What the task asks:
Count the lines in the data below that contain the string "engine". Reply with that number alone.

Stored items:
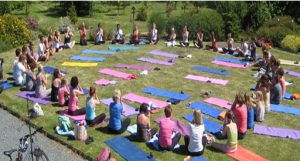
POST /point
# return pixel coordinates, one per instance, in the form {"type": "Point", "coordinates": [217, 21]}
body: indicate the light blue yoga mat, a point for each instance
{"type": "Point", "coordinates": [211, 70]}
{"type": "Point", "coordinates": [285, 109]}
{"type": "Point", "coordinates": [166, 94]}
{"type": "Point", "coordinates": [101, 52]}
{"type": "Point", "coordinates": [229, 60]}
{"type": "Point", "coordinates": [86, 58]}
{"type": "Point", "coordinates": [122, 48]}
{"type": "Point", "coordinates": [206, 109]}
{"type": "Point", "coordinates": [127, 150]}
{"type": "Point", "coordinates": [210, 126]}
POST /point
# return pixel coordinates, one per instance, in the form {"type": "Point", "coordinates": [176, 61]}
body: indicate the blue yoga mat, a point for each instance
{"type": "Point", "coordinates": [211, 70]}
{"type": "Point", "coordinates": [127, 150]}
{"type": "Point", "coordinates": [51, 70]}
{"type": "Point", "coordinates": [206, 109]}
{"type": "Point", "coordinates": [285, 109]}
{"type": "Point", "coordinates": [210, 126]}
{"type": "Point", "coordinates": [231, 60]}
{"type": "Point", "coordinates": [101, 52]}
{"type": "Point", "coordinates": [86, 58]}
{"type": "Point", "coordinates": [166, 94]}
{"type": "Point", "coordinates": [122, 48]}
{"type": "Point", "coordinates": [287, 95]}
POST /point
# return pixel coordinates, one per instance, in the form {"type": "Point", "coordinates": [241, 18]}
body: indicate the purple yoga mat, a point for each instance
{"type": "Point", "coordinates": [155, 61]}
{"type": "Point", "coordinates": [128, 109]}
{"type": "Point", "coordinates": [30, 95]}
{"type": "Point", "coordinates": [292, 73]}
{"type": "Point", "coordinates": [129, 66]}
{"type": "Point", "coordinates": [165, 54]}
{"type": "Point", "coordinates": [180, 127]}
{"type": "Point", "coordinates": [277, 132]}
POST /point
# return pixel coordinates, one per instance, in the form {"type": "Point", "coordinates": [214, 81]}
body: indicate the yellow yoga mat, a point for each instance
{"type": "Point", "coordinates": [289, 62]}
{"type": "Point", "coordinates": [77, 64]}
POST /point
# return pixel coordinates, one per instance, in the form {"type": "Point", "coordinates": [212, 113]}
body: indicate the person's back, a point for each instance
{"type": "Point", "coordinates": [115, 120]}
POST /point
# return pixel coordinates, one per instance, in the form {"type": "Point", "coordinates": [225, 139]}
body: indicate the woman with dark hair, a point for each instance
{"type": "Point", "coordinates": [91, 102]}
{"type": "Point", "coordinates": [144, 131]}
{"type": "Point", "coordinates": [75, 91]}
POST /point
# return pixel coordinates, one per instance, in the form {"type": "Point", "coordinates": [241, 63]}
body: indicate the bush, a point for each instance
{"type": "Point", "coordinates": [142, 14]}
{"type": "Point", "coordinates": [291, 43]}
{"type": "Point", "coordinates": [207, 20]}
{"type": "Point", "coordinates": [13, 30]}
{"type": "Point", "coordinates": [160, 20]}
{"type": "Point", "coordinates": [276, 29]}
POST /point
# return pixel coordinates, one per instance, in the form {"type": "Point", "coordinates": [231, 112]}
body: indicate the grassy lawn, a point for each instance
{"type": "Point", "coordinates": [171, 78]}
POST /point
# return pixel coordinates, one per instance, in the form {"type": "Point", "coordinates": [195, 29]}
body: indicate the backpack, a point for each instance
{"type": "Point", "coordinates": [104, 154]}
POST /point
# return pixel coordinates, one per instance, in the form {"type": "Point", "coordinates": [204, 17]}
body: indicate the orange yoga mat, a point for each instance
{"type": "Point", "coordinates": [243, 154]}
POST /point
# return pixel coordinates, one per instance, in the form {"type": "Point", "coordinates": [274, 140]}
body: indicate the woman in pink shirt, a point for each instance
{"type": "Point", "coordinates": [167, 127]}
{"type": "Point", "coordinates": [239, 110]}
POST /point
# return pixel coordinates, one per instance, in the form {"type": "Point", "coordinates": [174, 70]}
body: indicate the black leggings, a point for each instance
{"type": "Point", "coordinates": [77, 112]}
{"type": "Point", "coordinates": [97, 120]}
{"type": "Point", "coordinates": [125, 124]}
{"type": "Point", "coordinates": [187, 141]}
{"type": "Point", "coordinates": [175, 141]}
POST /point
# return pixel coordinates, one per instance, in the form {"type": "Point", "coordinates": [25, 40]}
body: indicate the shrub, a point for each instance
{"type": "Point", "coordinates": [32, 24]}
{"type": "Point", "coordinates": [160, 20]}
{"type": "Point", "coordinates": [276, 29]}
{"type": "Point", "coordinates": [207, 20]}
{"type": "Point", "coordinates": [13, 30]}
{"type": "Point", "coordinates": [142, 14]}
{"type": "Point", "coordinates": [291, 43]}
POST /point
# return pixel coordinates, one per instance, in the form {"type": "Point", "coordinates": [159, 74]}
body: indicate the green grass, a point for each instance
{"type": "Point", "coordinates": [171, 78]}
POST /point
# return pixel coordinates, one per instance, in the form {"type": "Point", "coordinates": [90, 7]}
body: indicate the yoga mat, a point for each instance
{"type": "Point", "coordinates": [75, 118]}
{"type": "Point", "coordinates": [285, 109]}
{"type": "Point", "coordinates": [30, 95]}
{"type": "Point", "coordinates": [141, 99]}
{"type": "Point", "coordinates": [229, 64]}
{"type": "Point", "coordinates": [51, 70]}
{"type": "Point", "coordinates": [128, 109]}
{"type": "Point", "coordinates": [87, 58]}
{"type": "Point", "coordinates": [206, 79]}
{"type": "Point", "coordinates": [292, 73]}
{"type": "Point", "coordinates": [210, 126]}
{"type": "Point", "coordinates": [243, 154]}
{"type": "Point", "coordinates": [229, 60]}
{"type": "Point", "coordinates": [127, 150]}
{"type": "Point", "coordinates": [206, 109]}
{"type": "Point", "coordinates": [165, 93]}
{"type": "Point", "coordinates": [122, 48]}
{"type": "Point", "coordinates": [219, 102]}
{"type": "Point", "coordinates": [136, 67]}
{"type": "Point", "coordinates": [180, 127]}
{"type": "Point", "coordinates": [211, 70]}
{"type": "Point", "coordinates": [289, 62]}
{"type": "Point", "coordinates": [101, 52]}
{"type": "Point", "coordinates": [77, 64]}
{"type": "Point", "coordinates": [102, 82]}
{"type": "Point", "coordinates": [277, 132]}
{"type": "Point", "coordinates": [165, 54]}
{"type": "Point", "coordinates": [116, 73]}
{"type": "Point", "coordinates": [155, 61]}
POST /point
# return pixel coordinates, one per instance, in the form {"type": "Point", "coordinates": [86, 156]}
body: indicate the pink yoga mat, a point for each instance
{"type": "Point", "coordinates": [141, 99]}
{"type": "Point", "coordinates": [180, 127]}
{"type": "Point", "coordinates": [206, 79]}
{"type": "Point", "coordinates": [103, 82]}
{"type": "Point", "coordinates": [229, 64]}
{"type": "Point", "coordinates": [218, 102]}
{"type": "Point", "coordinates": [117, 74]}
{"type": "Point", "coordinates": [75, 118]}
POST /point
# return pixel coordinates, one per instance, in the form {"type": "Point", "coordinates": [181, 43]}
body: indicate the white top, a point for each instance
{"type": "Point", "coordinates": [196, 134]}
{"type": "Point", "coordinates": [118, 34]}
{"type": "Point", "coordinates": [41, 49]}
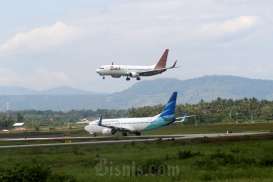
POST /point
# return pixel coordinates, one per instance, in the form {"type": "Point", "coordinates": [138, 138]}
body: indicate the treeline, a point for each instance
{"type": "Point", "coordinates": [219, 110]}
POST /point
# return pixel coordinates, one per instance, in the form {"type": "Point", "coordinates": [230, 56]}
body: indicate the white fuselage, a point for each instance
{"type": "Point", "coordinates": [132, 124]}
{"type": "Point", "coordinates": [117, 71]}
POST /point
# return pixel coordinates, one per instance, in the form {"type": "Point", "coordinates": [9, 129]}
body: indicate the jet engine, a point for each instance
{"type": "Point", "coordinates": [107, 131]}
{"type": "Point", "coordinates": [115, 76]}
{"type": "Point", "coordinates": [134, 74]}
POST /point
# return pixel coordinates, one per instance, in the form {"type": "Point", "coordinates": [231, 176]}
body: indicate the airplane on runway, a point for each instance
{"type": "Point", "coordinates": [134, 125]}
{"type": "Point", "coordinates": [183, 118]}
{"type": "Point", "coordinates": [117, 71]}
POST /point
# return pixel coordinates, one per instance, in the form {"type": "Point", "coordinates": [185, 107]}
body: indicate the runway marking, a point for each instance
{"type": "Point", "coordinates": [147, 139]}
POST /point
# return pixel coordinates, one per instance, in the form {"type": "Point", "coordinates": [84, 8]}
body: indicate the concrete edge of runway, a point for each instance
{"type": "Point", "coordinates": [152, 138]}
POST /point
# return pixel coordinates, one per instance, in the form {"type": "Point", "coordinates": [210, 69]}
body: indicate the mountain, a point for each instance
{"type": "Point", "coordinates": [140, 94]}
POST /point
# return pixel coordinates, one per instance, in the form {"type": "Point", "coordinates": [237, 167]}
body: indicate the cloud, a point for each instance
{"type": "Point", "coordinates": [229, 28]}
{"type": "Point", "coordinates": [39, 78]}
{"type": "Point", "coordinates": [40, 39]}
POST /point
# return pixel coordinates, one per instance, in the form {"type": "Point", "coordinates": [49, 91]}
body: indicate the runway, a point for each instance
{"type": "Point", "coordinates": [128, 139]}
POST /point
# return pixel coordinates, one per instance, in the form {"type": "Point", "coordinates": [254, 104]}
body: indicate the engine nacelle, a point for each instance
{"type": "Point", "coordinates": [115, 76]}
{"type": "Point", "coordinates": [134, 74]}
{"type": "Point", "coordinates": [106, 131]}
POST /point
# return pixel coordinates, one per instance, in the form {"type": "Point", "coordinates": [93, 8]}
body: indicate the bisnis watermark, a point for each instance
{"type": "Point", "coordinates": [151, 168]}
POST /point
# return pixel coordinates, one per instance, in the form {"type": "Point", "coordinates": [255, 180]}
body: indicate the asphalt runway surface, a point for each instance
{"type": "Point", "coordinates": [112, 140]}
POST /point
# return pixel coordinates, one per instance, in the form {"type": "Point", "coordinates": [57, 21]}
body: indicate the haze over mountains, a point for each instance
{"type": "Point", "coordinates": [140, 94]}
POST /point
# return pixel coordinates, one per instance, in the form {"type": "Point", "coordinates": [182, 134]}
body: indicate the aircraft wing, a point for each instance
{"type": "Point", "coordinates": [183, 118]}
{"type": "Point", "coordinates": [83, 121]}
{"type": "Point", "coordinates": [157, 71]}
{"type": "Point", "coordinates": [115, 128]}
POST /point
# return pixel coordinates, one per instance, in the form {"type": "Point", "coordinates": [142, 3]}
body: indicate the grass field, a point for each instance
{"type": "Point", "coordinates": [161, 161]}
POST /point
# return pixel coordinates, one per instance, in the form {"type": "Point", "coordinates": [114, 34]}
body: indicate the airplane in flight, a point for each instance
{"type": "Point", "coordinates": [117, 71]}
{"type": "Point", "coordinates": [134, 125]}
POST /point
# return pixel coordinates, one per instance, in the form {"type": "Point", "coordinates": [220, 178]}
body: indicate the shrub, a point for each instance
{"type": "Point", "coordinates": [186, 154]}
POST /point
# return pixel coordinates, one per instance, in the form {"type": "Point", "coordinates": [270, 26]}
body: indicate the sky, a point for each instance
{"type": "Point", "coordinates": [48, 43]}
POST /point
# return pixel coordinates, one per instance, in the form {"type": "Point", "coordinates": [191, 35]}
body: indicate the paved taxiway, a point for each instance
{"type": "Point", "coordinates": [129, 139]}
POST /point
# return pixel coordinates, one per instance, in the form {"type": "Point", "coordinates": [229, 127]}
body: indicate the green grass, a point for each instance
{"type": "Point", "coordinates": [221, 161]}
{"type": "Point", "coordinates": [172, 129]}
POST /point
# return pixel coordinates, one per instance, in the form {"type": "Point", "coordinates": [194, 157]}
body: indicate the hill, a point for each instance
{"type": "Point", "coordinates": [142, 93]}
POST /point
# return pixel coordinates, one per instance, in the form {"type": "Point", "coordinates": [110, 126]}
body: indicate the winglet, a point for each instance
{"type": "Point", "coordinates": [163, 60]}
{"type": "Point", "coordinates": [169, 108]}
{"type": "Point", "coordinates": [100, 120]}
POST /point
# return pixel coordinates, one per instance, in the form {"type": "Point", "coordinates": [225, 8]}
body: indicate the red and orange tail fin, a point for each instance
{"type": "Point", "coordinates": [163, 60]}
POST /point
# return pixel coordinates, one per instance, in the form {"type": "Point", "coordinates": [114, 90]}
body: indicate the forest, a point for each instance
{"type": "Point", "coordinates": [217, 111]}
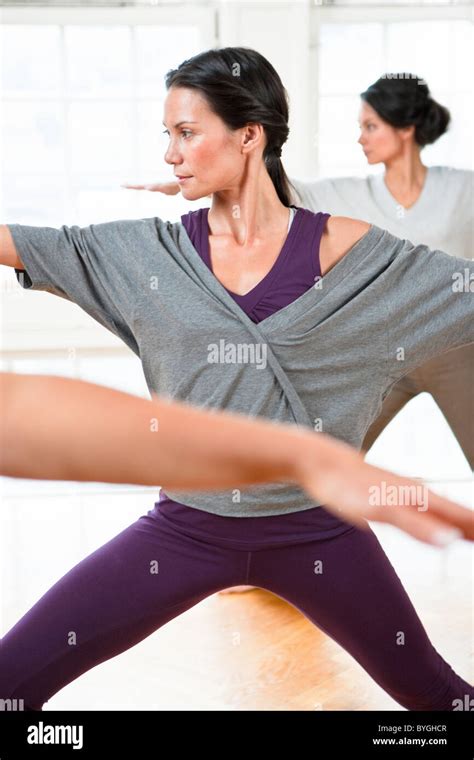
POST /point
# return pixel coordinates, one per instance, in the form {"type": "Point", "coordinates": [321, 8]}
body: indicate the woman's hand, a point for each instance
{"type": "Point", "coordinates": [356, 491]}
{"type": "Point", "coordinates": [168, 188]}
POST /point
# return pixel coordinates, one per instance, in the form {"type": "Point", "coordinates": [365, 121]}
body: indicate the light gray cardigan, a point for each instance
{"type": "Point", "coordinates": [325, 361]}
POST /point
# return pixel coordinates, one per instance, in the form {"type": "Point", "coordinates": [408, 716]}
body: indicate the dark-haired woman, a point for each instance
{"type": "Point", "coordinates": [256, 307]}
{"type": "Point", "coordinates": [433, 205]}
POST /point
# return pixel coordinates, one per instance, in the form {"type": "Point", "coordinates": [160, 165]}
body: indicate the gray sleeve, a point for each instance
{"type": "Point", "coordinates": [96, 267]}
{"type": "Point", "coordinates": [311, 194]}
{"type": "Point", "coordinates": [430, 305]}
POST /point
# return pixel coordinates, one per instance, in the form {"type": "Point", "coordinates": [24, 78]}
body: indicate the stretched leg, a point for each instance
{"type": "Point", "coordinates": [401, 393]}
{"type": "Point", "coordinates": [450, 380]}
{"type": "Point", "coordinates": [347, 586]}
{"type": "Point", "coordinates": [117, 596]}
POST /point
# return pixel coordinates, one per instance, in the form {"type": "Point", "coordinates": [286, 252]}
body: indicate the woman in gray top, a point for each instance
{"type": "Point", "coordinates": [330, 355]}
{"type": "Point", "coordinates": [433, 205]}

Right answer:
2